### [Material shown]
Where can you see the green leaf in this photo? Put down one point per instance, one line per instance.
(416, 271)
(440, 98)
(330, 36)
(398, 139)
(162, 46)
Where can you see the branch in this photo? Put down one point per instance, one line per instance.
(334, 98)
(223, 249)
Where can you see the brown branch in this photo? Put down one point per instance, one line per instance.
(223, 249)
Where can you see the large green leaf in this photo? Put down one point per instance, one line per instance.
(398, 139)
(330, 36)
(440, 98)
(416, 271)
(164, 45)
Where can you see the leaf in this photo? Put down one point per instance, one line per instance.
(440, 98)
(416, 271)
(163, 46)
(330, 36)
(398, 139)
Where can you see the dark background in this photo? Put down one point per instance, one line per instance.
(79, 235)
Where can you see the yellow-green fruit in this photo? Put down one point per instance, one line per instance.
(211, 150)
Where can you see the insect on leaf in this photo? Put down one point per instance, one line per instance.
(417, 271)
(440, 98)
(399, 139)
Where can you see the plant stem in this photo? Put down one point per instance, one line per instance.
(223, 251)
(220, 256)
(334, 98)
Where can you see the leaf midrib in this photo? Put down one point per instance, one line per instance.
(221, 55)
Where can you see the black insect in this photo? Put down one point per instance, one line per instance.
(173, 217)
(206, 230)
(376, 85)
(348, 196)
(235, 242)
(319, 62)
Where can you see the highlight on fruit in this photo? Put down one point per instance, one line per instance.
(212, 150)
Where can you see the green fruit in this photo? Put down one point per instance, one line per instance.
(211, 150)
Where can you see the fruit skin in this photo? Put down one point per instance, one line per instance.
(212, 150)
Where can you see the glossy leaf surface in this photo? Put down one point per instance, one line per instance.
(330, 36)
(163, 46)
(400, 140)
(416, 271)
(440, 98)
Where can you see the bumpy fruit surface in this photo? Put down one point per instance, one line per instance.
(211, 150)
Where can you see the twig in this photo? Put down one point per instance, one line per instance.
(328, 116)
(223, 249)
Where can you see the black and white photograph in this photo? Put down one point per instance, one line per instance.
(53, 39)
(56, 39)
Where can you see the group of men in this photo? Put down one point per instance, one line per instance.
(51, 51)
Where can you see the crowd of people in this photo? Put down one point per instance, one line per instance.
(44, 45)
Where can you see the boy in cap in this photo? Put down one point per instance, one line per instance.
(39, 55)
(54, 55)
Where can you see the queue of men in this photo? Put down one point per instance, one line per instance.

### [Problem description]
Set down each line exactly as it appears in the data.

### [Result of the exercise]
Where can you see the green leaf in this photo? Put down one point per instance, one line per instance.
(416, 271)
(440, 98)
(330, 36)
(398, 139)
(162, 46)
Where can you see the branch in this photo? Put down one point per instance, one line per instance.
(334, 98)
(223, 249)
Where can you see the brown branch in this photo? Put down one point per instance, one line per instance.
(223, 249)
Where can you see the large green leaf in this photo? Put down one point per instance, one line per instance.
(398, 139)
(330, 36)
(440, 98)
(416, 271)
(164, 45)
Where can you see the leaf in this photo? Put down one point per instance, one line per instance.
(440, 98)
(416, 271)
(163, 46)
(330, 36)
(398, 139)
Where can you see the dark background in this photo? Put down one point per instance, one line per instance.
(79, 235)
Where can you see the yellow-green fruit in this photo? Put down one point per instance, one line per instance.
(211, 150)
Where can you see the insect on leaf in this photo? Put down one point per instance, one line per instance.
(417, 271)
(440, 98)
(399, 139)
Where can you see the plant stem in this photo? Put down one point per instance, one line per instance.
(223, 251)
(220, 256)
(334, 98)
Where can you see the leaf midrib in this photo? Put down one point per instance, one line per instance.
(221, 55)
Where can you see the black insect in this photo? Put down one point per instance, one line per instance.
(173, 217)
(206, 230)
(376, 85)
(348, 196)
(235, 242)
(319, 62)
Where can you see the highlight on fruit in this photo? Put down one point per instance, one line per instance.
(212, 150)
Where can you see the green fruit in this photo? Put down one point per instance, one line per instance.
(211, 150)
Where can you see the fruit skin in this photo? Put down one point per instance, one line per instance.
(212, 150)
Where can you see the glossy leaf surface in this photo? Put down one point per instance, one line per instance.
(330, 36)
(163, 46)
(400, 140)
(416, 271)
(440, 98)
Where can you see the bumpy fruit surface in this photo? Put down one point per instance, one line per instance.
(211, 150)
Where can you see the twig in this photo? Put down one point per instance, one line per instance.
(328, 116)
(223, 249)
Where can you see the black and white photograph in this photo? Put down one point per instance, one line per instance.
(53, 39)
(56, 39)
Where can you see the group of men in this photo? Put down one point per instance, one line per instance.
(51, 51)
Where can you see the crowd of people in this photo? Put down one point per instance, one line per instance.
(44, 45)
Where can you see the boy in cap in this photo? Put down one point per instance, one line per instance.
(39, 55)
(54, 55)
Where can you see the queue of men in this photo? Put down one point per instance, one line per instance.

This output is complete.